* _Activity_
Go over the data below and say how many lines hold the word "give". Only the number is needed.
Source material: Begin
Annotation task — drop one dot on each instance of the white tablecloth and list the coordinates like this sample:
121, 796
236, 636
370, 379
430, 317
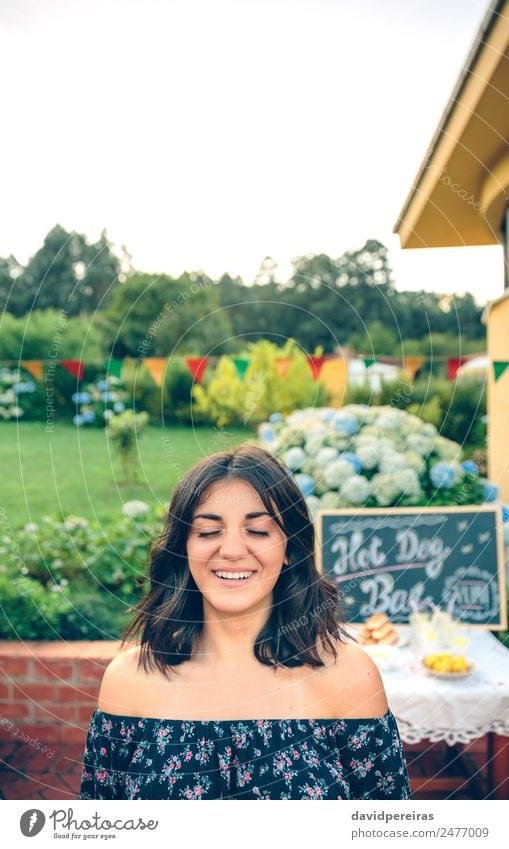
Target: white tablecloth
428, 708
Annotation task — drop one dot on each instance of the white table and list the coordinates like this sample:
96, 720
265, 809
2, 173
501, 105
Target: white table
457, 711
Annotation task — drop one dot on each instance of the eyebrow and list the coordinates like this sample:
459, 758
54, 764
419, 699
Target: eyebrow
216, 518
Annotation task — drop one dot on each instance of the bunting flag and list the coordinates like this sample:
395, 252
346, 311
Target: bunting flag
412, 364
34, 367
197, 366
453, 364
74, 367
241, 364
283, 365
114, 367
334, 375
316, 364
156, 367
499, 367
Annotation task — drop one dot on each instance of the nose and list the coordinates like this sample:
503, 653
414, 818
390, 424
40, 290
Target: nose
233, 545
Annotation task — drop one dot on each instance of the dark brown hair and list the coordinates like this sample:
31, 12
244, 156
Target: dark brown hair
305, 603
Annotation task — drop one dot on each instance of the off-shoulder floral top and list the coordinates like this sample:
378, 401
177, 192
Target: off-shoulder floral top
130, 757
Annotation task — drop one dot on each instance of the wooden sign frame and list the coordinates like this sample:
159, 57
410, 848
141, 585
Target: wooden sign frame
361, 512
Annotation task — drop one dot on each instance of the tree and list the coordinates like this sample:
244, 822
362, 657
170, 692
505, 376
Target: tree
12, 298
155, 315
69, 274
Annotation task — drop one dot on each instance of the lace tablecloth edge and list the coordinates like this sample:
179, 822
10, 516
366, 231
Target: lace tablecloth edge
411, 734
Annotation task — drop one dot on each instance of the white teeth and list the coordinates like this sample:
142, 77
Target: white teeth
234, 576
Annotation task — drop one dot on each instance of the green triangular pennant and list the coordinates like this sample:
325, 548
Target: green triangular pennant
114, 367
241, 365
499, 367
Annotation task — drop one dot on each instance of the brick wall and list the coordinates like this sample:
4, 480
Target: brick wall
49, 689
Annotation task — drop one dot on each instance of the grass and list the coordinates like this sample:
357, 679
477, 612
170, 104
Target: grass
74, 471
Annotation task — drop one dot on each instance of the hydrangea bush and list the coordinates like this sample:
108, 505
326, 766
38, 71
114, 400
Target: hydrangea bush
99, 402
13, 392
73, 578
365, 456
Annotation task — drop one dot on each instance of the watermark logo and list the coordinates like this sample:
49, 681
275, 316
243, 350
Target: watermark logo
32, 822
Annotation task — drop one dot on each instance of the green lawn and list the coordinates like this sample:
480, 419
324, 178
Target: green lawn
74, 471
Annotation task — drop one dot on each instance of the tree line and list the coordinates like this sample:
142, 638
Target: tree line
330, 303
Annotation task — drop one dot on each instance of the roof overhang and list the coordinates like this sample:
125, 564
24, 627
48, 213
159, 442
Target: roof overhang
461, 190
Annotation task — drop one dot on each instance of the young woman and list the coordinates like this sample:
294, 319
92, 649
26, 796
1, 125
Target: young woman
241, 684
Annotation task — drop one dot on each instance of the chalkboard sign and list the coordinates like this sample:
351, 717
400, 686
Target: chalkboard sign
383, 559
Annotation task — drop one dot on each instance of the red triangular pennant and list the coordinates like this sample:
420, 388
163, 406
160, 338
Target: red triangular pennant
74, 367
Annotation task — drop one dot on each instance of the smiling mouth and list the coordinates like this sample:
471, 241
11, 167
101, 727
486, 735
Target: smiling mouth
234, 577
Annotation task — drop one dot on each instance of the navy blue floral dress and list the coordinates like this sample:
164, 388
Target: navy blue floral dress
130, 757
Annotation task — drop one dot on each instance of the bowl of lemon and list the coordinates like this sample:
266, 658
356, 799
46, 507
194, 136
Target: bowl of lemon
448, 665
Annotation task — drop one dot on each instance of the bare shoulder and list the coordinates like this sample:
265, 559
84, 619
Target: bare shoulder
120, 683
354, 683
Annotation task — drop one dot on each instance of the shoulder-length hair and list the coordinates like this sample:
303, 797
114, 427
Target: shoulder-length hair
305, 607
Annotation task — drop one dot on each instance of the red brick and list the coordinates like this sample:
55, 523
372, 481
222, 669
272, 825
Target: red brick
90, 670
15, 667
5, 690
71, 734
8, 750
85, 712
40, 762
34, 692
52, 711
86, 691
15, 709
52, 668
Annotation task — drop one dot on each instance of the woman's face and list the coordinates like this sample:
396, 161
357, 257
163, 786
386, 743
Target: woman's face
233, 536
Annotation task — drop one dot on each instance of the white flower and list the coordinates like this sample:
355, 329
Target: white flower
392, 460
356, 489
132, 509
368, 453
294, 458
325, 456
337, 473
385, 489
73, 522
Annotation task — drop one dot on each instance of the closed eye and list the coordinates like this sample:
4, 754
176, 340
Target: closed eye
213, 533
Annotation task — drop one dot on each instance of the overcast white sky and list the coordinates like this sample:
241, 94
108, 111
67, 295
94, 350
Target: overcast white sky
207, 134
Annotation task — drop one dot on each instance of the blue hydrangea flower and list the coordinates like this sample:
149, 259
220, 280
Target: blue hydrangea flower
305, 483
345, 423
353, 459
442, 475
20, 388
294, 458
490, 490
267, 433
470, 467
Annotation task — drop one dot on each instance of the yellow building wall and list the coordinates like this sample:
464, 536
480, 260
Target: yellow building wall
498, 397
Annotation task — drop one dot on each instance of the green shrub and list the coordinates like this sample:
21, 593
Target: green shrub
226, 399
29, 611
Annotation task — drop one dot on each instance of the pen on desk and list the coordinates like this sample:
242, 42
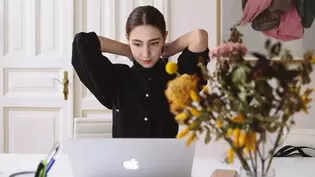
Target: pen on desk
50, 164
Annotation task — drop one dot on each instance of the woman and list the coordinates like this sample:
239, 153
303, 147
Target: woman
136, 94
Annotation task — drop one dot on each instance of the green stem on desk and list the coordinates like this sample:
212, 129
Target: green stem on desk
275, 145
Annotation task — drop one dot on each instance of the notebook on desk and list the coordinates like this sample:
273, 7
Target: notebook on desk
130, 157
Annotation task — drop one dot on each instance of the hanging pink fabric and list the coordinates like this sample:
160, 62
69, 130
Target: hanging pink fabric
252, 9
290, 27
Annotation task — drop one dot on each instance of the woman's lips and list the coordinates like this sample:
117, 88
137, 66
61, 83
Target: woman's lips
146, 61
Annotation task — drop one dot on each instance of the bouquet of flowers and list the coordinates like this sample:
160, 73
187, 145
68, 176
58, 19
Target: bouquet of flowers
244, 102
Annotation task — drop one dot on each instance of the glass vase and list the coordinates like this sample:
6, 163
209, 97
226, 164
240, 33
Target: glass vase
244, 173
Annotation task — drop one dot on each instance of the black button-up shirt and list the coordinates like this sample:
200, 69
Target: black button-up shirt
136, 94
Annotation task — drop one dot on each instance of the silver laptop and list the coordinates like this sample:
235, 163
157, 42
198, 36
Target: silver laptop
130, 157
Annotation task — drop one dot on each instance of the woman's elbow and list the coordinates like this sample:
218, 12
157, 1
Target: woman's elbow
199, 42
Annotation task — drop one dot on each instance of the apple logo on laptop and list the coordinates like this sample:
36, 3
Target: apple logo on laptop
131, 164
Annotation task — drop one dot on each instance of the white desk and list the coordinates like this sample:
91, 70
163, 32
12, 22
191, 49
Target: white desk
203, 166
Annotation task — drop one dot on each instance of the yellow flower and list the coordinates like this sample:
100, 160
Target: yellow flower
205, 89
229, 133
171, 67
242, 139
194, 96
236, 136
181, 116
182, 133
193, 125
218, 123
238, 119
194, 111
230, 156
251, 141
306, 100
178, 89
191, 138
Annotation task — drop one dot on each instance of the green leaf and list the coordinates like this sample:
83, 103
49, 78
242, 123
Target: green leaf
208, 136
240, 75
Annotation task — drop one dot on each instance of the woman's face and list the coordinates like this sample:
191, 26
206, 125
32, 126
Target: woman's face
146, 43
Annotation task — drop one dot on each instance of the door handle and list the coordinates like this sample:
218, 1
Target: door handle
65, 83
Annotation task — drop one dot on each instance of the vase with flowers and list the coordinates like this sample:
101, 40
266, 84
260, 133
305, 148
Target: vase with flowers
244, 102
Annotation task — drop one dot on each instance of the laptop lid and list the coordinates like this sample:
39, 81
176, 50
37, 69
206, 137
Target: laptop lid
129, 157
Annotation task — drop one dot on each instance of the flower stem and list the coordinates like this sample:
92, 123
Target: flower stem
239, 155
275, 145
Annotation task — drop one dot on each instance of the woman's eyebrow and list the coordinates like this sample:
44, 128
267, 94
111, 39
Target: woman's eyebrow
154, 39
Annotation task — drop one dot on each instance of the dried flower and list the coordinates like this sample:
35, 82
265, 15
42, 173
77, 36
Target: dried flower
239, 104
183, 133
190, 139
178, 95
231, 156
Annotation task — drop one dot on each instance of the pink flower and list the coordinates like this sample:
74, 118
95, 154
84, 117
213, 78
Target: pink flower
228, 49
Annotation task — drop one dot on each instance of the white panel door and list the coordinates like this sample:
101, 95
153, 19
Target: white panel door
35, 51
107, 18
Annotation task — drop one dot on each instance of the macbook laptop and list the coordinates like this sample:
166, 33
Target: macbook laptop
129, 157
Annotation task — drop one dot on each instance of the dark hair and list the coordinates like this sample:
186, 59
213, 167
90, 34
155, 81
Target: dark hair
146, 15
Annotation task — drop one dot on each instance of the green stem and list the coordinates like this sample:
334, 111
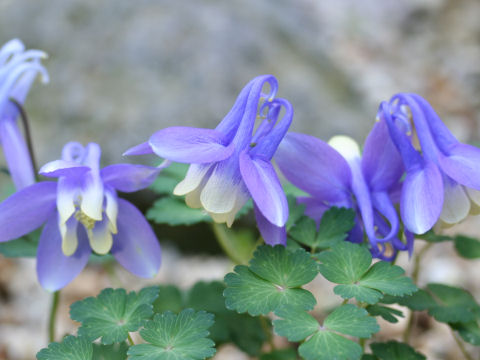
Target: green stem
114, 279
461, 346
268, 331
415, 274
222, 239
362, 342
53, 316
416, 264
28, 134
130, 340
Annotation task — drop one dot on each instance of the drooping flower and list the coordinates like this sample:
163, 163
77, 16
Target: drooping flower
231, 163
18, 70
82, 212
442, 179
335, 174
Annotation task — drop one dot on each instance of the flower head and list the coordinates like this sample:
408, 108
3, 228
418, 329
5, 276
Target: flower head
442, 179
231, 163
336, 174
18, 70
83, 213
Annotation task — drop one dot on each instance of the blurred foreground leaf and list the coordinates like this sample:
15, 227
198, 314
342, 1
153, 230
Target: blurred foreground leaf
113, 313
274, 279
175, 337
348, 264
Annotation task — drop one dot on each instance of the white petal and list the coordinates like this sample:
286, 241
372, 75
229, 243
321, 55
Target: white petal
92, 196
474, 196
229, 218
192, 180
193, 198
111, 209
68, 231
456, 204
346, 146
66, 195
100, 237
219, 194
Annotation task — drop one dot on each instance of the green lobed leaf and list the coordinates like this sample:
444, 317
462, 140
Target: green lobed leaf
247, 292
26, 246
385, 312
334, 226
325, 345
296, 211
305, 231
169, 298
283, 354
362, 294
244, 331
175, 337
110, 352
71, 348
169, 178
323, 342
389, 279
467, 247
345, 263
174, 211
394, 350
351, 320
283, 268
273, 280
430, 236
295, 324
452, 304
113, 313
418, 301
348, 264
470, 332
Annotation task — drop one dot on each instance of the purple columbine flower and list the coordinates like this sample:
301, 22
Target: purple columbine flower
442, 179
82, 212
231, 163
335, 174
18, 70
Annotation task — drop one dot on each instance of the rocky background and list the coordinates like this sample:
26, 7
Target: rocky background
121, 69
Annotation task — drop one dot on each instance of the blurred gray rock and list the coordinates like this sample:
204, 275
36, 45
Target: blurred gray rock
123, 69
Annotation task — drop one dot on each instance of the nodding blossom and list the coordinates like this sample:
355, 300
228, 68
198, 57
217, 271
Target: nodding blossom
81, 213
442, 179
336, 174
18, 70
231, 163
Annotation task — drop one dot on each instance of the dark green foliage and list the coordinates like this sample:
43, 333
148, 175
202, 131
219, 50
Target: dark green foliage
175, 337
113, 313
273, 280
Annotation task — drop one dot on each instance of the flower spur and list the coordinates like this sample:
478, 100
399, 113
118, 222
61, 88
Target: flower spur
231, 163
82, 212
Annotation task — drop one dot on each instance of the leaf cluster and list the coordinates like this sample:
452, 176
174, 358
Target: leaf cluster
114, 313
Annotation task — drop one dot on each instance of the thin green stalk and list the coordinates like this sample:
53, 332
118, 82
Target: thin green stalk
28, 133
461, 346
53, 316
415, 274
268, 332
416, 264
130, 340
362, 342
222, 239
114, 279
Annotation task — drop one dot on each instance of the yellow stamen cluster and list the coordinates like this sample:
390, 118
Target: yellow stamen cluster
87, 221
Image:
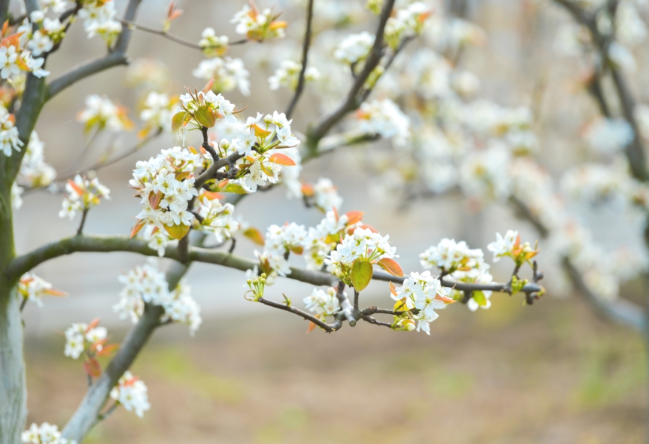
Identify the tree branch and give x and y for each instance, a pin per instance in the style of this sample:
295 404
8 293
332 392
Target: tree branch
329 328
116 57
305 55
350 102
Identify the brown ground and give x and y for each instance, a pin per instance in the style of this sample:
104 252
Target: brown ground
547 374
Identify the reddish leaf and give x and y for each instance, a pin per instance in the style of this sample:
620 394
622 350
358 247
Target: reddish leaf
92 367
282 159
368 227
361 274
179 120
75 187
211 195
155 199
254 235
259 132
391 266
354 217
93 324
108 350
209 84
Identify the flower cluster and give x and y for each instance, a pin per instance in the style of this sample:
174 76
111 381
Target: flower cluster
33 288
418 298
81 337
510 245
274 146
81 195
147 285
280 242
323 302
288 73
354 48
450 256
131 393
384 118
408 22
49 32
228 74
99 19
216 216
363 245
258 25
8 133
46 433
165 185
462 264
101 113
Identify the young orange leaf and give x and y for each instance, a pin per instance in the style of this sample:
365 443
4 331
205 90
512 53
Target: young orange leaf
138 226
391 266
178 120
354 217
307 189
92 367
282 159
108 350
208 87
Source material: End
* _Task solution_
5